EXTRACT PROVIDED -
+ + + + +

ORBIT: Scalable and Verifiable Data Generation for Search Agents on a Tight Budget
AI 摘要
ORBIT提出了一种低成本、可验证的搜索智能体训练数据生成框架,并证明了其有效性。
主要贡献
- 提出了ORBIT数据集生成框架,无需付费API
- 构建了包含20K推理密集型查询的数据集
- 验证了ORBIT数据集在训练搜索智能体上的有效性
方法论
ORBIT框架包含种子创建、问答对生成、自验证和外部验证四个阶段,确保生成数据的质量和可信度。
原文摘要
Search agents, which integrate language models (LMs) with web search, are becoming crucial for answering complex user queries. Constructing training datasets for deep research tasks, involving multi-step retrieval and reasoning, remains challenging due to expensive human annotation, or cumbersome prerequisites. In this work, we introduce ORBIT, a training dataset with 20K reasoning-intensive queries with short verifiable answers, generated using a frugal framework without relying on paid API services. The modular framework relies on four stages: seed creation, question--answer pair generation, and two stages of verification: self and external. ORBIT spans 15 domains and each training pair requires 4--5 reasoning steps, with external search verification required from the complete web. We train Qwen3-4B as the base model on ORBIT using GRPO and evaluate it on Wikipedia question answering tasks. Extensive experiment results demonstrate that ORBIT-4B achieves strong performance among sub-4B LLMs as search agents, proving the utility of synthetic datasets. Our framework, code and datasets are open-sourced and available publicly.

+ + + + +

REQUIRED WORK -
1. Quote the part of the ORBIT page that begins with the words containing "ORBIT: Scalable and" and ends with "确保生成数据的质量和可信度。".
2. According to the ORBIT page, how many domains does ORBIT span?
3. List the stages of the framework that the ORBIT page describes.
The records have no connection to the ORBIT page.

Stored items
+ + + + +

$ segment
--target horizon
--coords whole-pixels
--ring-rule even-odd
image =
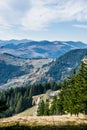
[[[87,43],[87,0],[0,1],[0,39]]]

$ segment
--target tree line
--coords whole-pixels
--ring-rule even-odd
[[[43,94],[49,89],[58,90],[60,86],[61,83],[51,82],[16,87],[0,92],[0,117],[12,116],[32,107],[32,96]],[[7,110],[2,111],[5,106],[8,106]]]

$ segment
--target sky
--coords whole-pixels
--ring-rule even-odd
[[[87,43],[87,0],[0,0],[0,39]]]

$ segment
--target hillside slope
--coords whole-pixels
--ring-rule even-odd
[[[87,49],[76,49],[69,51],[51,63],[46,77],[51,80],[60,81],[71,75],[73,69],[78,70],[81,60],[85,57]]]
[[[10,40],[0,42],[0,53],[9,53],[22,58],[57,58],[64,53],[87,44],[73,41]]]

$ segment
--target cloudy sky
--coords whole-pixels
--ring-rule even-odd
[[[87,42],[87,0],[0,0],[0,39]]]

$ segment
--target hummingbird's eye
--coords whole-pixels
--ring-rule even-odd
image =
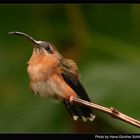
[[[51,48],[51,46],[50,46],[49,44],[45,45],[45,46],[44,46],[44,49],[45,49],[47,52],[52,53],[52,48]]]

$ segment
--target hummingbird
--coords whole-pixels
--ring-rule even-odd
[[[52,97],[62,102],[73,120],[93,121],[92,109],[72,104],[76,97],[91,102],[80,82],[76,63],[64,58],[50,42],[37,41],[23,32],[8,34],[22,36],[32,43],[33,52],[27,67],[31,90],[43,98]]]

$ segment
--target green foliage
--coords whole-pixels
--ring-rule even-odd
[[[7,33],[22,31],[54,43],[77,62],[92,101],[139,119],[139,9],[134,4],[1,4],[0,132],[138,133],[99,112],[92,124],[74,122],[61,103],[32,94],[26,72],[31,45]]]

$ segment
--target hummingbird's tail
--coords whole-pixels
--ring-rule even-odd
[[[68,101],[64,101],[64,104],[74,120],[81,118],[83,121],[93,121],[95,119],[95,115],[90,108],[87,108],[85,106],[73,105]]]

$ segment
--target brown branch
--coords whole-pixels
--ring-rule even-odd
[[[91,108],[91,109],[96,109],[98,111],[109,114],[113,118],[120,119],[122,121],[125,121],[129,124],[132,124],[132,125],[140,128],[140,121],[135,120],[135,119],[119,112],[118,110],[116,110],[113,107],[107,108],[107,107],[104,107],[104,106],[101,106],[101,105],[98,105],[98,104],[95,104],[95,103],[91,103],[91,102],[88,102],[88,101],[85,101],[85,100],[82,100],[82,99],[79,99],[79,98],[74,98],[73,103],[78,104],[78,105],[87,106],[88,108]]]

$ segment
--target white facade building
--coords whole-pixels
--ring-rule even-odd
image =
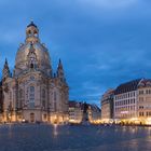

+ + + + +

EXERCISE ANSWERS -
1.
ORBIT: Scalable and Verifiable Data Generation for Search Agents on a Tight Budget
AI 摘要
ORBIT提出了一种低成本、可验证的搜索智能体训练数据生成框架,并证明了其有效性。
主要贡献
- 提出了ORBIT数据集生成框架,无需付费API
- 构建了包含20K推理密集型查询的数据集
- 验证了ORBIT数据集在训练搜索智能体上的有效性
方法论
ORBIT框架包含种子创建、问答对生成、自验证和外部验证四个阶段,确保生成数据的质量和可信度。

2. ORBIT spans 15 domains.

3.
- Seed creation
- Question–answer pair generation
- Self verification
- External verification